Modernist writer Indu Menon said she found the Biennale to offer a relevant space for freedom of expression.
“The Biennale has provided a powerful comeback for art by giving complete freedom to artists to work beyond any external pressure,” said Menon. “I liked the works based on the concepts of death and euphoria, and also the ones based on sounds exhibited here” said the writer.
Poet K Satchidanandan who visited Biennale earlier in January felt Biennale as a place that promotes alternate thought process and perceptions. He lauded artist Sudarshan Shetty who is curating the current edition of the KMB for incorporating several practices such as poetry, architecture, dance, music and drama into the Biennale thus offering a multilayered perspective to the contemporary exhibition.
“With the Biennale, there is an emergence of new aesthetics that goes beyond visual experience. Instead of art works which can be conceived through sound, smell, touch and intelligence, what you can see here is how one can respond differently to an art work,” said Satchidanandan.
The Biennale, said the Sahitya Akademi winning poet and critic has initiated a coming together of artists from all streams.
“Last time such a gathering of artists, sculptures, poets, writers and
architects occurred during the 1950s and the1960s,” he said.
“Biennale has also facilitated a platform for artists to recreate lost worlds through images, worlds lost due to conflicts and wars, thus warning the present about what has happened in past and what should not be repeated in the future,” said Satchidanandan.

(Entries from a dataset)
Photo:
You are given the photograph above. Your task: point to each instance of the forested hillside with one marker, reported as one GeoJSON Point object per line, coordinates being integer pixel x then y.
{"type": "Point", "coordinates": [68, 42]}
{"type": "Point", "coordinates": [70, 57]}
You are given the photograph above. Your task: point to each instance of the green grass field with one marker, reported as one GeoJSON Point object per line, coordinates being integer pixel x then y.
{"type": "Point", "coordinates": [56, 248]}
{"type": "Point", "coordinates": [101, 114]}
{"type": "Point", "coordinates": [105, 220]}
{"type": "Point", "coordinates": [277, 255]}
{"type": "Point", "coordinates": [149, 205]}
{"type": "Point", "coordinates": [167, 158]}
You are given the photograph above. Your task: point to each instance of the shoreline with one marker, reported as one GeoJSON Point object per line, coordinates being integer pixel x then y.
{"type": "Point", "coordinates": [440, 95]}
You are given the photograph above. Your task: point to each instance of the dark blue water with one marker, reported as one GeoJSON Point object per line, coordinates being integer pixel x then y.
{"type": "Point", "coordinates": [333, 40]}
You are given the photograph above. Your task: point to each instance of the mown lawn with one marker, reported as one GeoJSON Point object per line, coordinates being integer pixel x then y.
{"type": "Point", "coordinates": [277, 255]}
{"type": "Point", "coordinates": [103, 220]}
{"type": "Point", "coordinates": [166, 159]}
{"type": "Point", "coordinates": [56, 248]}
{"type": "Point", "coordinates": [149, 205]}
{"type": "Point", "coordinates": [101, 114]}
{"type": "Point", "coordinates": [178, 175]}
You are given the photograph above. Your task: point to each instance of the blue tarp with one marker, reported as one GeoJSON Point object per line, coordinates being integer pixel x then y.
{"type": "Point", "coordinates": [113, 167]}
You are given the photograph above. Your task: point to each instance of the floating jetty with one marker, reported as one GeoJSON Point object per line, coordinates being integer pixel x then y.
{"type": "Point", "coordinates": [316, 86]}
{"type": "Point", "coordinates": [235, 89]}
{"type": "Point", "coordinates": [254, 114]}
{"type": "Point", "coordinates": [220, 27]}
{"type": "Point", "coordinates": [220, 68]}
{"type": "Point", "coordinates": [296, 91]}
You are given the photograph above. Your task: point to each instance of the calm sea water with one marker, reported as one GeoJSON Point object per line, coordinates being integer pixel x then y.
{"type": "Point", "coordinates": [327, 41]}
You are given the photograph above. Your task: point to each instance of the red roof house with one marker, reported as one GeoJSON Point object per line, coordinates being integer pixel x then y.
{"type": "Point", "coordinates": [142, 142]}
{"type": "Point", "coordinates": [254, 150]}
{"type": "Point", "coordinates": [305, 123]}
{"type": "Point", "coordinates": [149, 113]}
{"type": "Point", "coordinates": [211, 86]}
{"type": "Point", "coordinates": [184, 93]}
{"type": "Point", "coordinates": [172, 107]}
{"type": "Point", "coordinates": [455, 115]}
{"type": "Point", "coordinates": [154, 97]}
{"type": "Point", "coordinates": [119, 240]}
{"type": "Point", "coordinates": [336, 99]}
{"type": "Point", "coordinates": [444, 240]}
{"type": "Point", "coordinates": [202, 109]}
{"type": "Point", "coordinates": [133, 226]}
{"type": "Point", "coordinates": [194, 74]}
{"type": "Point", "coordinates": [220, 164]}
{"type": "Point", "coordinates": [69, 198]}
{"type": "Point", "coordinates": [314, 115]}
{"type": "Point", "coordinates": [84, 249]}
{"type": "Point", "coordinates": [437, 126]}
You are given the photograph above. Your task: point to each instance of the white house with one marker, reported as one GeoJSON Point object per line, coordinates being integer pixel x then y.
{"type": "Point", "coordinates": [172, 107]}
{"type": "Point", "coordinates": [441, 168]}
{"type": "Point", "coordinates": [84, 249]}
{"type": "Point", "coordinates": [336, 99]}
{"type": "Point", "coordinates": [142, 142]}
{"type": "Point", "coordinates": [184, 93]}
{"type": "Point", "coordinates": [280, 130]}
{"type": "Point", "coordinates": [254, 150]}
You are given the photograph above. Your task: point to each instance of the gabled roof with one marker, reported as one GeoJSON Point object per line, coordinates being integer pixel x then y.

=== Required work ===
a) Summarize the text about the Biennale in two sentences.
b) In the listing, switch "red roof house" to "red-roofed house" in everything from the line containing "of the calm" down to the end of the listing. Return only those lines, with nothing else changed.
The text and the listing have no connection to each other.

=== Solutions ===
a) Writer Indu Menon said the Biennale gives artists complete freedom to work beyond any external pressure, and she liked the works based on death, euphoria and sounds. Poet K Satchidanandan praised curator Sudarshan Shetty for bringing poetry, architecture, dance, music and drama into the Biennale, and said it fosters new aesthetics, brings together artists from all streams and lets artists recreate worlds lost to conflicts and wars.

b)
You are given the photograph above. Your task: point to each instance of the calm sea water with one marker, reported as one GeoJSON Point object per line, coordinates being integer pixel x then y.
{"type": "Point", "coordinates": [327, 41]}
You are given the photograph above. Your task: point to each instance of the red-roofed house with one marker, reported as one GeoJSON Point object per line, coordinates being integer pixel x then y.
{"type": "Point", "coordinates": [142, 142]}
{"type": "Point", "coordinates": [254, 150]}
{"type": "Point", "coordinates": [305, 123]}
{"type": "Point", "coordinates": [149, 113]}
{"type": "Point", "coordinates": [211, 86]}
{"type": "Point", "coordinates": [184, 93]}
{"type": "Point", "coordinates": [172, 107]}
{"type": "Point", "coordinates": [455, 115]}
{"type": "Point", "coordinates": [154, 97]}
{"type": "Point", "coordinates": [119, 240]}
{"type": "Point", "coordinates": [336, 99]}
{"type": "Point", "coordinates": [444, 240]}
{"type": "Point", "coordinates": [202, 109]}
{"type": "Point", "coordinates": [133, 226]}
{"type": "Point", "coordinates": [194, 74]}
{"type": "Point", "coordinates": [220, 164]}
{"type": "Point", "coordinates": [69, 198]}
{"type": "Point", "coordinates": [314, 115]}
{"type": "Point", "coordinates": [84, 249]}
{"type": "Point", "coordinates": [437, 126]}
You are given the photograph above. Your task: point to each instance of the white house with one marker, reported as one GeoJSON Point object per line, coordinates being integer pixel x then y.
{"type": "Point", "coordinates": [172, 107]}
{"type": "Point", "coordinates": [441, 168]}
{"type": "Point", "coordinates": [84, 249]}
{"type": "Point", "coordinates": [336, 99]}
{"type": "Point", "coordinates": [142, 142]}
{"type": "Point", "coordinates": [184, 93]}
{"type": "Point", "coordinates": [280, 130]}
{"type": "Point", "coordinates": [254, 150]}
You are given the photograph above. Your task: point to each instance of the gabled roof with one marker, reported as one GeoJSON Point object per line, coordinates being integer pixel x then y.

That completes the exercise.